**Requests**
• A. Copy word for word the portion of the capital contributions article between "Published on 24th" and "in case law.", inclusive.
• B. Answer these questions using the capital contributions article:
(i) On what date was it published?
(ii) Which statute does it say fails to recognize capital contributions?
(iii) In which case, and in what year, did the Privy Council go some way to establishing their legal basis?

**Document segment**
# # # # # # #

Corporate

Corporate law 101s: capital contributions into UK companies

Published on 24th Mar 2017

Capital contributions are a bit of an oddity to an English company lawyer. Neither equity nor debt, they aren’t recognised in the Companies Act 2006 (which sets out the legal framework in which UK companies operate), nor do they benefit from a clear statement of their legal character in case law.

Nevertheless, we see them with increasing frequency in our corporate practice – not least because overseas jurisdictions (especially the US) are much more comfortable with them from a legal perspective and use them frequently, especially in the context of intra-group funding arrangements. So, understanding their essential characteristics in a UK context is key.

So what is a capital contribution?

A capital contribution is an agreement by one or more of a company’s members to introduce new capital into a company without taking shares in return or creating a debt. So think of them as a gift (accounting guidance equates the two), or even more aptly in a group context, pocket money for a child – part of a weary parent’s overall investment in their offspring which is given with no expectation of repayment.

The Privy Council (essentially the Supreme Court for the UK’s overseas territories and Crown dependencies, and some Commonwealth countries) went some way to establishing the legal basis of capital contributions in the 2000 case of Kellar v Williams. The court held “If the shareholders of a company agree to increase its capital without a formal allocation of shares that capital will become like the share premium part of the owner’s equity and there is nothing [in law]… to render their agreement ineffective“.

# # # # # # #

(Records from a data collection)
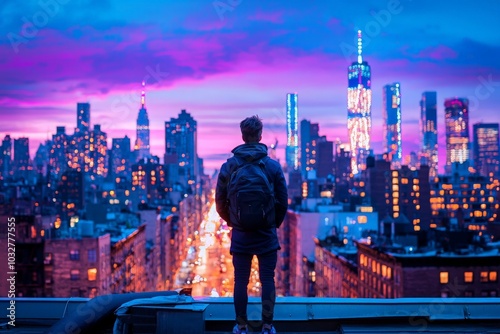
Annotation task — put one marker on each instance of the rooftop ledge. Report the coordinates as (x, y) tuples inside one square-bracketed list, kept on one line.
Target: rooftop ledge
[(173, 312)]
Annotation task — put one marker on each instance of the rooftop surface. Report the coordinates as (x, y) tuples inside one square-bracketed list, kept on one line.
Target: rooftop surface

# # # # # # #

**Responses by task**
• A.
Published on 24th Mar 2017

Capital contributions are a bit of an oddity to an English company lawyer. Neither equity nor debt, they aren’t recognised in the Companies Act 2006 (which sets out the legal framework in which UK companies operate), nor do they benefit from a clear statement of their legal character in case law.

• B.
(i) 24th Mar 2017
(ii) The Companies Act 2006
(iii) Kellar v Williams, in 2000